== Segment start ==

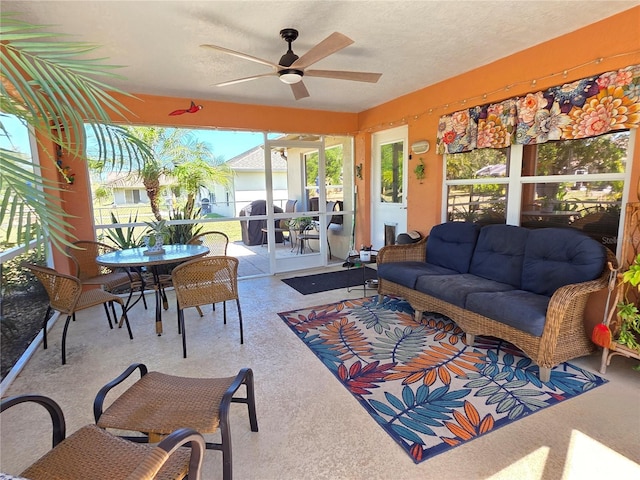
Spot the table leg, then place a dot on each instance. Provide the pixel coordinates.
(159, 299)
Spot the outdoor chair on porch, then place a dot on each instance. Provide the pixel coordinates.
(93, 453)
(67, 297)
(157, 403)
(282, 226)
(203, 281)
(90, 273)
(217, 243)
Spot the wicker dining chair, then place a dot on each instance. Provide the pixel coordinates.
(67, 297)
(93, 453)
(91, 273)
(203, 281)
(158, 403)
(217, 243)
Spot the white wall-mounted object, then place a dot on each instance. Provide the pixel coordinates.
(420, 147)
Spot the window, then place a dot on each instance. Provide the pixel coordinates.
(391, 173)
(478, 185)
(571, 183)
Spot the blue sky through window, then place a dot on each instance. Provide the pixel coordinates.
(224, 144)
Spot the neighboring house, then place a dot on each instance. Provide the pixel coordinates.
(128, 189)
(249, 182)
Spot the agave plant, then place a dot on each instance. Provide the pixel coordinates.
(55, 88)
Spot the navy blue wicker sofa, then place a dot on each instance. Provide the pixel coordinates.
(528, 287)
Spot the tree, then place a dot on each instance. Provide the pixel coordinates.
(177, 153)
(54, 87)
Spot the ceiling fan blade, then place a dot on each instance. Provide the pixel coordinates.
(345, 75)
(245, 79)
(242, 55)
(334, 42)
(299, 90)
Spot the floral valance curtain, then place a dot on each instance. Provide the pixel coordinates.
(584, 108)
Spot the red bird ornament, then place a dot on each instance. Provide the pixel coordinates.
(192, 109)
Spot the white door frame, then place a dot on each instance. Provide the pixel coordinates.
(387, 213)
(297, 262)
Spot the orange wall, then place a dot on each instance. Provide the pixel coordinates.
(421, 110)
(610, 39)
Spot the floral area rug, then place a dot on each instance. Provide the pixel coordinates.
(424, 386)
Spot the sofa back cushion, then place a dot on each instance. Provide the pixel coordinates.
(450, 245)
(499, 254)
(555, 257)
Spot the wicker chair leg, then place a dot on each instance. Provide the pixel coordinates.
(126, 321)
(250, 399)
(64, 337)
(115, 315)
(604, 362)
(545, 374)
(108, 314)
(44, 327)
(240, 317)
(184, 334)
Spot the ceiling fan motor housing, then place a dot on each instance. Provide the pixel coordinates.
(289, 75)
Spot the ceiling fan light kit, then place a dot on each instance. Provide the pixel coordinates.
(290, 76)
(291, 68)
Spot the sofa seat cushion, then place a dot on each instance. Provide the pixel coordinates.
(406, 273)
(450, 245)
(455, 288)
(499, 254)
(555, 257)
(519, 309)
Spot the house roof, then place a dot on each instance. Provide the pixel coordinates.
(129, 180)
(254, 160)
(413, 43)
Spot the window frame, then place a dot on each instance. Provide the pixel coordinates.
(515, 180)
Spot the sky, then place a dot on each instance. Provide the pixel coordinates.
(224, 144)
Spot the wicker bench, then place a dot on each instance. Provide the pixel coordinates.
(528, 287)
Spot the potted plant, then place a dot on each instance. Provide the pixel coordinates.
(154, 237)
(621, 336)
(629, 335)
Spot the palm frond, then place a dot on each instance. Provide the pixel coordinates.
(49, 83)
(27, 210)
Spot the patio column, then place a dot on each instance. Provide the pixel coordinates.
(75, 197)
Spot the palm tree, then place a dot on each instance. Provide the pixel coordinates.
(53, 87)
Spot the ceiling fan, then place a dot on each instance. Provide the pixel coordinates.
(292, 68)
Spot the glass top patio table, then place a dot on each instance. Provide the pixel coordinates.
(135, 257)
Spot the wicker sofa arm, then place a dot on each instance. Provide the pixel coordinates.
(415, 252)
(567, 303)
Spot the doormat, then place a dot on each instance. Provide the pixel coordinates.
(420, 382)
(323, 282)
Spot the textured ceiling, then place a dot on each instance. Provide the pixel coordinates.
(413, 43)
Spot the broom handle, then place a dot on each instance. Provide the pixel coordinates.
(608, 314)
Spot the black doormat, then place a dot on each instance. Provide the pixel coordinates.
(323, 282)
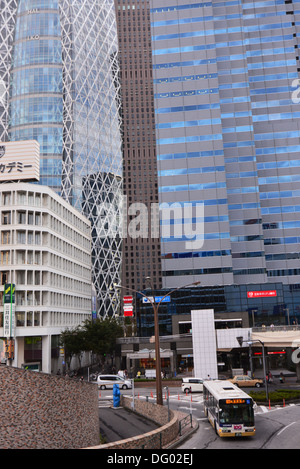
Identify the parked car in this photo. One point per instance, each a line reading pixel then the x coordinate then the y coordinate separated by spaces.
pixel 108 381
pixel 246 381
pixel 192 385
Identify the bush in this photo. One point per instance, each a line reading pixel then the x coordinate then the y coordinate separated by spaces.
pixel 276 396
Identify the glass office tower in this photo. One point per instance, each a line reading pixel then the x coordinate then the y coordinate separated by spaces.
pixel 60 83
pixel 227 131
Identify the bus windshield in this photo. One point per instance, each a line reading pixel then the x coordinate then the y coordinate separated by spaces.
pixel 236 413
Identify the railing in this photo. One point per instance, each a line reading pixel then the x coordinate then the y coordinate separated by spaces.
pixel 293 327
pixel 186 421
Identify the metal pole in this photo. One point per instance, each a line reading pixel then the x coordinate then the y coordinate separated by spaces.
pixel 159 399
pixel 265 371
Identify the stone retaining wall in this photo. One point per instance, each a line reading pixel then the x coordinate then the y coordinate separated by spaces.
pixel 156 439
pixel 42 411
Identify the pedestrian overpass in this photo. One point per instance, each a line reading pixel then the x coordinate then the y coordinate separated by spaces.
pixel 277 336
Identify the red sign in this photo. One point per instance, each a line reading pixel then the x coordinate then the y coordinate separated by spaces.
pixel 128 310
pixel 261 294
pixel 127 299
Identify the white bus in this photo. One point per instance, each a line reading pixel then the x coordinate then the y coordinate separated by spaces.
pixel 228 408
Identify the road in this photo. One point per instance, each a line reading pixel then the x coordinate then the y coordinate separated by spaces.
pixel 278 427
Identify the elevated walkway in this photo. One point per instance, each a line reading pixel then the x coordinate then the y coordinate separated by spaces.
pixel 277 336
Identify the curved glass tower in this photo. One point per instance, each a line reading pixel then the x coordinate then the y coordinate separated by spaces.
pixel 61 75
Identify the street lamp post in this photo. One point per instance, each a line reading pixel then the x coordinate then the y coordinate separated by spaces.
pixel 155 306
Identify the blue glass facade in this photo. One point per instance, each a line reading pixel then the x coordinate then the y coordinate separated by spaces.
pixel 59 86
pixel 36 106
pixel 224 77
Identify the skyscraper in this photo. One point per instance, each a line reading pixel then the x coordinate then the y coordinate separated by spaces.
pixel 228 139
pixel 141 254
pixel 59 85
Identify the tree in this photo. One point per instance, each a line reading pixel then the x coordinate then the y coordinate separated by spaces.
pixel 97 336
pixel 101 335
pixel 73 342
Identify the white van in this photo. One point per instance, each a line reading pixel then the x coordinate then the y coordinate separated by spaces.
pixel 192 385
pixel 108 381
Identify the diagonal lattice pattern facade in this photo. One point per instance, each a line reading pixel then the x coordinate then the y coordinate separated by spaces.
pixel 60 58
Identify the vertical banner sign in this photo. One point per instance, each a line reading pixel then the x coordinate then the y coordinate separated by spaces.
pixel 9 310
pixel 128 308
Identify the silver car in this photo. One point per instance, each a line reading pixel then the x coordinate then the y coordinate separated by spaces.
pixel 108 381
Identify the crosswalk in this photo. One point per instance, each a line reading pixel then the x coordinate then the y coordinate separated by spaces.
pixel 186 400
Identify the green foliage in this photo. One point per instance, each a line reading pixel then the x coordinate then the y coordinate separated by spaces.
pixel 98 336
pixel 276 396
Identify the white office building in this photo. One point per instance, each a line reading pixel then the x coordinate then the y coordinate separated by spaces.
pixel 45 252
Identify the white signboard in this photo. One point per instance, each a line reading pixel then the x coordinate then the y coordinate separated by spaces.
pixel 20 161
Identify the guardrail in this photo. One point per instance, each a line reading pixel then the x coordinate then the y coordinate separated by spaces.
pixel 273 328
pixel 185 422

== Segment end ==

● Assignment
Transcribe the records above exactly, leaving every picture out of the copy.

● Problem solution
Spot the table leg, then place a dot on each instance. Provide the pixel coordinates.
(159, 299)
Spot the outdoor chair on porch, then place a dot on each instance. Provide the pixel coordinates.
(93, 453)
(67, 297)
(157, 403)
(282, 226)
(203, 281)
(90, 273)
(217, 243)
Spot the wicker dining chair, then place a dot on each instance. Provide the pixel coordinates.
(67, 297)
(93, 453)
(91, 273)
(203, 281)
(158, 403)
(217, 243)
Spot the white wall-mounted object, then place a dot on each instance. Provide the pixel coordinates.
(420, 147)
Spot the window, then place a dot on each instance. Provide the pixel coordinates.
(391, 173)
(478, 185)
(571, 183)
Spot the blue sky through window, then place a dot on each instance. Provide the pixel coordinates.
(224, 144)
Spot the neighboring house, then place a dot on each instance. Provide the pixel coordinates.
(128, 189)
(249, 182)
Spot the agave plant, then place a dot on each instance. Provide the pixel coordinates.
(55, 88)
Spot the navy blue wicker sofa, then place a dot on each instance. Provide the pixel coordinates.
(528, 287)
Spot the tree, then place a dot on each instance. Provide the pixel coordinates.
(177, 153)
(54, 87)
Spot the ceiling fan blade, then place a dot on each instance. Provide the pixel coordinates.
(345, 75)
(245, 79)
(242, 55)
(334, 42)
(299, 90)
Spot the floral valance curtain, then place a dot on each instance. Provide the pixel coordinates.
(584, 108)
Spot the red bird ornament, then place a dot on each instance. Provide the pixel coordinates.
(192, 109)
Spot the white door frame, then place a dot on each instance. Provide the pixel coordinates.
(387, 213)
(297, 262)
Spot the orange wall, then place a dot on each instance. Provide the pixel coordinates.
(421, 110)
(610, 39)
Spot the floral area rug, then place a dot on each instance. Provide the pixel coordinates.
(424, 386)
Spot the sofa back cushion, then place a dot on each instance. Provide the pixel coordinates.
(450, 245)
(499, 254)
(555, 257)
Spot the wicker chair leg, then place a dot on each instance. Provide the pixel coordinates.
(126, 321)
(250, 399)
(64, 337)
(115, 315)
(604, 362)
(545, 374)
(108, 314)
(44, 327)
(240, 317)
(184, 334)
Spot the ceiling fan motor housing, then place a dot on each instance. Provide the pixel coordinates.
(289, 75)
Spot the ceiling fan light kit, then place a dot on each instance. Provide the pixel coordinates.
(290, 76)
(291, 68)
Spot the sofa seat cushion, then place a dot on each instance. Provide the pixel coordinates.
(406, 273)
(450, 245)
(455, 288)
(499, 254)
(555, 257)
(519, 309)
Spot the house roof, then place a dot on each instance. Provide the pixel coordinates.
(129, 180)
(254, 160)
(413, 43)
Spot the window frame, then place a dot on each instance. Provide the pixel coordinates.
(515, 180)
Spot the sky, then place a dot on each instance. Provide the pixel coordinates.
(224, 144)
Spot the wicker bench, then place a dot on each instance. Provide the pixel coordinates.
(528, 287)
Spot the potted plant, then place a dot on each instance. Provide the pixel coordinates.
(154, 237)
(621, 336)
(629, 335)
Spot the palm frond, then place a dot on each instance. Provide the pixel coordinates.
(49, 83)
(27, 210)
Spot the patio column, then place a dot on each instance. Provide the pixel coordinates.
(75, 197)
Spot the palm tree, then place a dot on each instance. Provide the pixel coordinates.
(53, 87)
Spot the ceiling fan, then place a dot on each instance. Provide the pixel coordinates.
(292, 68)
Spot the glass top patio table, then place a dot on each instance. Provide the pixel coordinates.
(135, 257)
Spot the wicker sofa arm, then place a dot on each instance. Provide the pixel coordinates.
(415, 252)
(567, 303)
Spot the doormat, then place a dot on each instance. Provide the pixel coordinates.
(420, 382)
(323, 282)
Spot the textured ceiling, then place a dot on each instance. Provide the pixel coordinates.
(413, 43)
Spot the broom handle, then place a dot on each instance. Provide the pixel coordinates.
(608, 314)
Spot the black doormat, then place a dot on each instance. Provide the pixel coordinates.
(323, 282)
Identify the parked car in this photo. One point per instance, each a line reading pixel then the x coordinate then the y coordinate separated by spaces.
pixel 108 381
pixel 246 381
pixel 192 385
Identify the bush in this photo. One point per instance, each a line reading pixel then the x coordinate then the y coordinate separated by spaces.
pixel 276 396
Identify the glass office tower in this photo. One point per instance, each a line reading pixel then the x coordinate then the y coordinate separated by spaces.
pixel 60 83
pixel 227 131
Identify the bus windshield in this photo. One point per instance, each a line reading pixel then the x coordinate then the y coordinate separated by spaces.
pixel 236 413
Identify the railing in this photo. One point per instance, each a line reading pixel then the x coordinate then the y coordinate separated by spaces.
pixel 293 327
pixel 186 421
Identify the metal pole in this photo. One point per instance, each a line reading pixel then the x coordinate then the y coordinate separated by spaces.
pixel 159 399
pixel 265 371
Identify the stone retaining wall in this photo. One point per instance, each a line reading pixel then the x coordinate then the y coordinate separated by spaces.
pixel 156 439
pixel 42 411
Identify the pedestrian overpass in this photo. One point per instance, each a line reading pixel then the x coordinate then the y coordinate separated by spaces.
pixel 277 336
Identify the red sign in this photo. One point per instance, each a line reading pixel then the x coordinate then the y coordinate separated by spaces.
pixel 128 310
pixel 261 294
pixel 127 299
Identify the white bus in this photo. One point per instance, each a line reading pixel then the x coordinate then the y coordinate separated by spaces.
pixel 228 408
Identify the road in this photo. One point per instance, each a line reading pixel then the x coordinate then the y coordinate separated by spaces.
pixel 278 427
Identify the elevated walkway in this photo. One point per instance, each a line reading pixel then the x coordinate then the y coordinate separated by spaces.
pixel 277 336
Identify the curved glass tower in this photo. One point per instance, each a line reading pixel then the x coordinate then the y coordinate separated by spaces.
pixel 61 75
Identify the street lamp post in this photo. One point per instance, each a line reading pixel then the x coordinate then the y coordinate separated by spaces.
pixel 155 306
Identify the blue glass facade in this photo. One point per instance, each a line reading pixel then the x coordinate then the y coordinate separated by spaces.
pixel 59 86
pixel 36 106
pixel 224 77
Identify the skyscraper in this photo. One point per instance, each a line reading pixel then the x coordinate then the y coordinate separated by spaces.
pixel 228 139
pixel 141 254
pixel 59 85
Identify the tree in this photo. One point per instance, each a line reading pixel then the x coordinate then the y coordinate separated by spaces.
pixel 97 336
pixel 101 335
pixel 73 342
Identify the white van in this photo. One point per instance, each a line reading pixel then the x coordinate then the y coordinate separated by spaces.
pixel 192 385
pixel 108 381
Identify the diagonal lattice pattern facade in this photo. One point per instance, each a line reading pixel then the x coordinate then the y coordinate separated by spaces.
pixel 60 58
Identify the vertical banner sign in this photo. One point per instance, each a line reading pixel then the x coordinate then the y coordinate separated by spaces.
pixel 9 310
pixel 128 308
Identify the silver car in this photo. One point per instance, each a line reading pixel then the x coordinate then the y coordinate separated by spaces.
pixel 108 381
Identify the crosswalk in this photo. One point per instance, each a line reading pixel then the x coordinate then the y coordinate separated by spaces.
pixel 186 400
Identify the green foliage in this photo. One point per instance, each a line reading pixel then the x coordinate then the y coordinate separated by spaces.
pixel 98 336
pixel 276 396
Identify the white office building in this photo. One point per instance, each a line reading pixel then the x coordinate then the y coordinate separated by spaces.
pixel 45 252
Identify the white signboard in this photo. One point per instance, each a line reading pixel then the x coordinate then the y coordinate separated by spaces.
pixel 20 161
Identify the guardrail in this photo. One point per instance, each a line reading pixel then the x coordinate then the y coordinate separated by spaces.
pixel 273 328
pixel 185 422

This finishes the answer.